▶ Source document:
Liberated from the Mindray
Today is Liberation Day. When I came onto the ward, I was connected by five leads to a machine that displays a moving graph and numbers for ECG, oxygen saturation, non-invasive blood pressure and respiration. Yesterday, in everyday language, that started "playing up." These machines are like a lot of yesterday's technology in that they have a complex nest of menus and submenus with non-obvious titles, default settings and navigation. Once you get lost down a dark alley, it can be difficult to find the path home again.
The problem is that if an "Internet of Things" approach were adopted, and all such data were displayed in a user-chosen GUI on any device, there would be a whole new front opened up for hackers to steal sensitive data.
Anyway, my five-lead machine was replaced with a slightly newer three-lead machine that was basically similar in principle: the "Mindray Datascope Trio." On the website of Pacific Medical, there is a section "Customers who viewed this product also viewed" and at MedEquip, you get "Questions and Answers" beginning "Handle is broken off." This is a bit like a bad review for a little-visited hotel on TripAdvisor. You don't know whether it is just one fusspot who always finds hotel rooms too small, the sink smelly and the staff rude or whether the hotel does actually stink.
Likewise, we might at MedEquip have a lone bodily function monitoring enthusiast whose yorkshire terrier knocked over the Mindray he had saved up for, and smashed the handle off, or whether hospitals the world over have overstretched staff running up and down corridors for replacement Mindrays because of a general faulty handle problem. Comment may be free but it isn't always that helpful. (And let me just make it absolutely clear that in feedback, Integris equipment offered to replace the handle the same day.)
I found it disconcerting to be connected by wires to something called a Mindray, and carefully checked that the ethernet port had nothing in it. I'm not having my oxygen saturation data hacked and sold to my enemies. On Twitter, I declared my intention to root the Mindray, re-boot it with Linux Mint and load films on it. I didn't get round to doing that but I did find the user manual and download it in the name of patient autonomy.
I thought that my next step on the ladder of recovery was to be temporarily disconnected from the Mindray for visits to the bathroom. That would have been welcome enough, but to my joy, the protocol was actually for the electrodes to be unclipped and for me to "mobilise."

▶ Exercises to complete:
- A) Rewrite the paragraph of the Mindray post beginning "Anyway, my five-lead machine" in three or four shorter sentences, keeping its main facts.
- B) In the Mindray post, what did Integris equipment offer in feedback?
The rows that follow are separate material, unrelated to the Mindray post.

▶ Information supplied:

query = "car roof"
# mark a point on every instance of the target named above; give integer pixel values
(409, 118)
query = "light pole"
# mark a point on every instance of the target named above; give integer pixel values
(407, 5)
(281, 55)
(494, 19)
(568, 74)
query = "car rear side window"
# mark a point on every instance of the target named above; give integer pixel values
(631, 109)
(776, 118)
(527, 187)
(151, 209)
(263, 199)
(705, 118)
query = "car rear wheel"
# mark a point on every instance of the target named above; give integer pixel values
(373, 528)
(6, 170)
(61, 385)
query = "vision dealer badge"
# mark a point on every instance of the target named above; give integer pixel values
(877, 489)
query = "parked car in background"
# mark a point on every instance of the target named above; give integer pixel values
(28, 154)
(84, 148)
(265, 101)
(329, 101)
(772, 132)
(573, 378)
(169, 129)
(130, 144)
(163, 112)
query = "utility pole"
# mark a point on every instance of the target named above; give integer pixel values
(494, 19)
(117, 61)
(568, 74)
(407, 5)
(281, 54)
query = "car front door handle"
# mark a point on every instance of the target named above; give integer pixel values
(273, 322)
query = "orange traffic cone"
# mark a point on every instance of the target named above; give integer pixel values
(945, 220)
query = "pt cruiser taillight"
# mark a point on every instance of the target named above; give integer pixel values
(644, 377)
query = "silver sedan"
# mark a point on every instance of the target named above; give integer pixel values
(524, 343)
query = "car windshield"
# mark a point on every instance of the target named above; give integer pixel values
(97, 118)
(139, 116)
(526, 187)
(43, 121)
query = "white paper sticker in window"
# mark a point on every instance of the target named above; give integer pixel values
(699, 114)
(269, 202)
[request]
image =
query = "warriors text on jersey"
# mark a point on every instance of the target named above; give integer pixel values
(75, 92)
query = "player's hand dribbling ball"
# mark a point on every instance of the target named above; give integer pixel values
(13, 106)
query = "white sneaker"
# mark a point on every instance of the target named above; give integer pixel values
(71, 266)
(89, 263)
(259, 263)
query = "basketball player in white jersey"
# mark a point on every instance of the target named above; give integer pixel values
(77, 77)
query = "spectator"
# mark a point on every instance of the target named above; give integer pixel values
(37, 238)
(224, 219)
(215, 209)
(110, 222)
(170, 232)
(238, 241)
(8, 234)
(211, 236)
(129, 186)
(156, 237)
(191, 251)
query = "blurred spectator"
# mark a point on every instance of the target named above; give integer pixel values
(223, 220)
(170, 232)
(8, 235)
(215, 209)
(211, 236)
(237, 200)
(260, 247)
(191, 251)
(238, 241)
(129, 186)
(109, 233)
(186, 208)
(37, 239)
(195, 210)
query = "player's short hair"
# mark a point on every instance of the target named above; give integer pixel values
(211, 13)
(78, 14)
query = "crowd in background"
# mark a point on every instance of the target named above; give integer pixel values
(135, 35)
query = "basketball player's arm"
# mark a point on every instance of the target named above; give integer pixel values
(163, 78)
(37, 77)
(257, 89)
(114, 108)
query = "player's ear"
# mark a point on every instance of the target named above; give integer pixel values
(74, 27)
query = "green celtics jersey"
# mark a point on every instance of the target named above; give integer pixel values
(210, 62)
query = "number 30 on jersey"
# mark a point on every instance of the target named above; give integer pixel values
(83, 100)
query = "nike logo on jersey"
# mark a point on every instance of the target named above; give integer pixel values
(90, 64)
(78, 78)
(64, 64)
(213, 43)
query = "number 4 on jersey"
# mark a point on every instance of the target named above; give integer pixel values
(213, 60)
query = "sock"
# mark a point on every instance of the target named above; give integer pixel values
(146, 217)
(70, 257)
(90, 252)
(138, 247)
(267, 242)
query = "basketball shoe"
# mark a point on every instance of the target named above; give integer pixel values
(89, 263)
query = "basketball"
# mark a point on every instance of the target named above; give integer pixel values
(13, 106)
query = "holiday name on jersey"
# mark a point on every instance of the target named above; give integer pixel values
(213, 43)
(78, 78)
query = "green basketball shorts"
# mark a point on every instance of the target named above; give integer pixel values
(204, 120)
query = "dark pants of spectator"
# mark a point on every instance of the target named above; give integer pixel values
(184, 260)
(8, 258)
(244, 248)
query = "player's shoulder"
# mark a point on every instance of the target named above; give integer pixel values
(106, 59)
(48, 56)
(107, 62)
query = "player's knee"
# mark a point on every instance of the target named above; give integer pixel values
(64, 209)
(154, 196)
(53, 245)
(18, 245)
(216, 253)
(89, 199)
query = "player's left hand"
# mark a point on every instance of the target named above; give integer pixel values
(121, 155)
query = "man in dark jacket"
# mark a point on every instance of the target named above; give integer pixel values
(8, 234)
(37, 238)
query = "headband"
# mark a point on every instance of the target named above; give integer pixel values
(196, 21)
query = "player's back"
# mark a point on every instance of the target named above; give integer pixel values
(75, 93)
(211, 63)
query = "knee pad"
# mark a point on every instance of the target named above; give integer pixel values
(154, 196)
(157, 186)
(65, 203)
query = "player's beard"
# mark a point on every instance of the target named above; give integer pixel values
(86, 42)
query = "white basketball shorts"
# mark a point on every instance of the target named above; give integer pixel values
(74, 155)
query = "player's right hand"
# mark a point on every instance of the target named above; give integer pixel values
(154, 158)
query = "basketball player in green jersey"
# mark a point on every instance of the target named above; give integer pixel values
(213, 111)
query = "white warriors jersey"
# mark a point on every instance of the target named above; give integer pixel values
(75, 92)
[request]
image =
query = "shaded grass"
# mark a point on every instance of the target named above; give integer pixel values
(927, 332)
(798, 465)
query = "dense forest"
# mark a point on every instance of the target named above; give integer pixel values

▶ Answers to each task:
- A) The five-lead machine was replaced with a slightly newer, similar three-lead machine, the Mindray Datascope Trio. Pacific Medical's website has a "Customers who viewed this product also viewed" section, while MedEquip's "Questions and Answers" begins with "Handle is broken off." Like a bad TripAdvisor review of a little-visited hotel, it leaves you unsure whether it comes from one fusspot or points to a real fault.

- B) To replace the handle the same day.